### DATA RECORDS
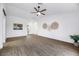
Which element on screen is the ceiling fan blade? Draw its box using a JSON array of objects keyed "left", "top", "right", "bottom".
[
  {"left": 41, "top": 13, "right": 45, "bottom": 15},
  {"left": 31, "top": 12, "right": 37, "bottom": 13},
  {"left": 40, "top": 9, "right": 46, "bottom": 12},
  {"left": 34, "top": 7, "right": 38, "bottom": 12}
]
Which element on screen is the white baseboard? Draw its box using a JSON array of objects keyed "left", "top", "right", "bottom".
[{"left": 0, "top": 43, "right": 3, "bottom": 49}]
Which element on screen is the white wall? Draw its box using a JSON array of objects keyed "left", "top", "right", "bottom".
[
  {"left": 38, "top": 13, "right": 79, "bottom": 43},
  {"left": 7, "top": 13, "right": 79, "bottom": 43},
  {"left": 0, "top": 3, "right": 6, "bottom": 48}
]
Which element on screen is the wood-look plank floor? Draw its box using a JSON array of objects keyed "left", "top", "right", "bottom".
[{"left": 0, "top": 35, "right": 79, "bottom": 56}]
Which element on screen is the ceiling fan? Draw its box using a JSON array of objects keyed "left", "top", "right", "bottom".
[{"left": 32, "top": 3, "right": 47, "bottom": 16}]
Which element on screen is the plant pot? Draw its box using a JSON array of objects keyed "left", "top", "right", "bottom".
[{"left": 74, "top": 42, "right": 79, "bottom": 47}]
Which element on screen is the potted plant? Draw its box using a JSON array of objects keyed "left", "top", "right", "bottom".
[{"left": 70, "top": 35, "right": 79, "bottom": 47}]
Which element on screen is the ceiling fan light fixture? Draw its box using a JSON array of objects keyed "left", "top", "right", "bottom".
[{"left": 37, "top": 12, "right": 41, "bottom": 15}]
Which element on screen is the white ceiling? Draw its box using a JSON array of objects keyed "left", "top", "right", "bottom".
[{"left": 6, "top": 3, "right": 79, "bottom": 18}]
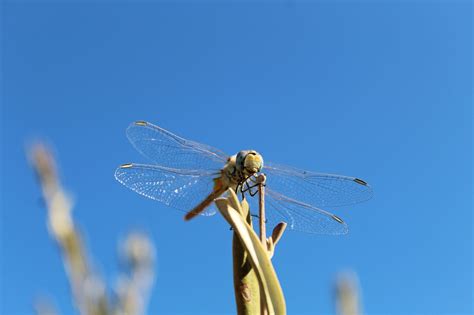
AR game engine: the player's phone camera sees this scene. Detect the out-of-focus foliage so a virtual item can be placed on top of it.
[30,144,155,315]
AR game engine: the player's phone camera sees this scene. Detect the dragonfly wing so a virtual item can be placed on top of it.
[127,121,228,170]
[263,163,372,207]
[265,188,348,235]
[115,164,218,215]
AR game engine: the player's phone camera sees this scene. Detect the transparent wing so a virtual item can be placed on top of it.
[127,121,228,170]
[263,163,372,207]
[115,164,218,216]
[265,188,348,235]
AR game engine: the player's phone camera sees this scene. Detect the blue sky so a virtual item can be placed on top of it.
[0,1,473,315]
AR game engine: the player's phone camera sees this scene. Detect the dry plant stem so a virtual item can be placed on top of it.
[258,174,267,248]
[232,201,260,315]
[31,144,109,315]
[215,189,286,314]
[336,273,362,315]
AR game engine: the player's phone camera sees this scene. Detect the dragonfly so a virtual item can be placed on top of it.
[115,121,372,234]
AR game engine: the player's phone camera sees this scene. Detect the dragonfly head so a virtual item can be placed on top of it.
[235,150,263,175]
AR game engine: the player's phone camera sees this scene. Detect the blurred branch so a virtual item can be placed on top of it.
[336,273,362,315]
[30,144,109,315]
[116,233,155,315]
[30,144,154,315]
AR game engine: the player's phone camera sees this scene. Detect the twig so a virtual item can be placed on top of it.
[257,174,267,248]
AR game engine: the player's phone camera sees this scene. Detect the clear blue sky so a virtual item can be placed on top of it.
[0,0,474,315]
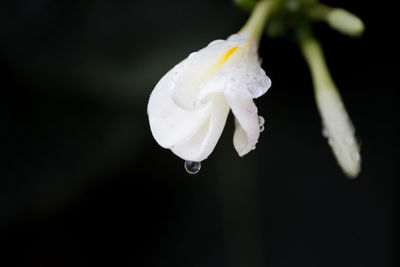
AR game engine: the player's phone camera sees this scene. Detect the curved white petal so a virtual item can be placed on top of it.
[148,34,271,161]
[171,95,229,161]
[169,35,247,110]
[226,97,260,157]
[147,67,211,148]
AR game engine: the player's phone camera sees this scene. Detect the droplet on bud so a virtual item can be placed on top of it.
[184,160,201,174]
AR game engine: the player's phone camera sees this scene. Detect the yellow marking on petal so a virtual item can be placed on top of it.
[212,46,239,75]
[222,46,239,63]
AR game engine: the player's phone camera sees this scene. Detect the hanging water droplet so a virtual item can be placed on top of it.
[322,127,329,138]
[351,152,360,161]
[184,160,201,174]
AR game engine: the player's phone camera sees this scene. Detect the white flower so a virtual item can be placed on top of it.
[302,38,361,178]
[147,34,271,161]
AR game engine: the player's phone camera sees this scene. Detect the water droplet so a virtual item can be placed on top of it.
[344,136,354,145]
[351,152,360,161]
[322,127,329,138]
[184,160,201,174]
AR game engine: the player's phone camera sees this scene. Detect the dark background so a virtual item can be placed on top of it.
[0,0,399,267]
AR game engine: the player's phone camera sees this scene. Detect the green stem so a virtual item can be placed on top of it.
[301,36,336,93]
[239,0,278,45]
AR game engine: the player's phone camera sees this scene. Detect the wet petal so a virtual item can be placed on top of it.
[226,97,260,157]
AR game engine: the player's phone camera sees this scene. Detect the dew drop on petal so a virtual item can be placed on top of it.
[184,160,201,174]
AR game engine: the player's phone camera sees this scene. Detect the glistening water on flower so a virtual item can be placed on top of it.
[147,1,271,174]
[147,0,364,180]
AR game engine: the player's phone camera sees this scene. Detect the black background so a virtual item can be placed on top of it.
[0,0,399,267]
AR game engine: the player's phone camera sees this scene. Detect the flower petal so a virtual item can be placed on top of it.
[171,94,229,161]
[147,67,211,148]
[226,96,260,157]
[169,34,247,110]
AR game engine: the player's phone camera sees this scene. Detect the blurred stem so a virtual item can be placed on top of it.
[300,34,335,93]
[239,0,278,45]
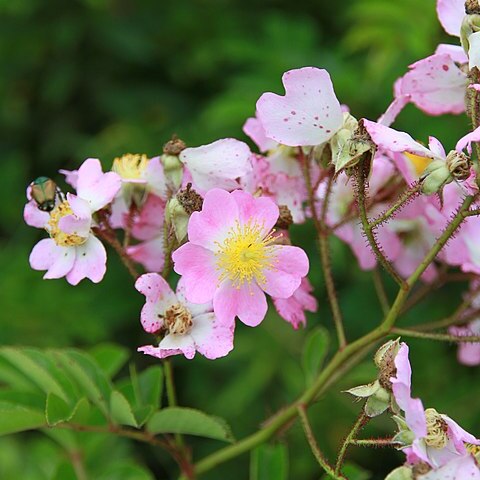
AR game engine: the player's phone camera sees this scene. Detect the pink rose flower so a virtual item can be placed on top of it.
[172,189,308,326]
[135,273,234,360]
[180,138,252,194]
[24,158,121,285]
[257,67,343,147]
[272,277,318,330]
[390,343,480,468]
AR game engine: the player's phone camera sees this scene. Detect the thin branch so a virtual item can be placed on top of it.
[350,438,398,447]
[335,410,369,474]
[355,160,405,288]
[369,183,421,230]
[298,405,346,479]
[391,328,480,343]
[372,267,390,315]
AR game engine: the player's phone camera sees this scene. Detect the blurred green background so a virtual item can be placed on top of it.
[0,0,480,480]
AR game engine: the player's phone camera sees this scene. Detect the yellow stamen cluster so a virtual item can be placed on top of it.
[404,152,432,177]
[425,408,448,449]
[164,303,193,335]
[47,201,87,247]
[112,153,148,180]
[215,220,275,288]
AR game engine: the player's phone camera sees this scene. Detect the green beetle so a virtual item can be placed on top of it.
[30,177,58,212]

### EXERCISE OBJECTIVE
Extract every line of the material above that contains the string "wing", treating uppercase and lowercase letters as distinct.

### WRITTEN SOLUTION
AR game engine: the player's phone camera sees this scene. Detect the dragonfly wing so a virtual item can be placed on top of it.
AR game engine: the player's phone camera sees this scene. Detect the transparent wing so a virtual item can be placed on top of it.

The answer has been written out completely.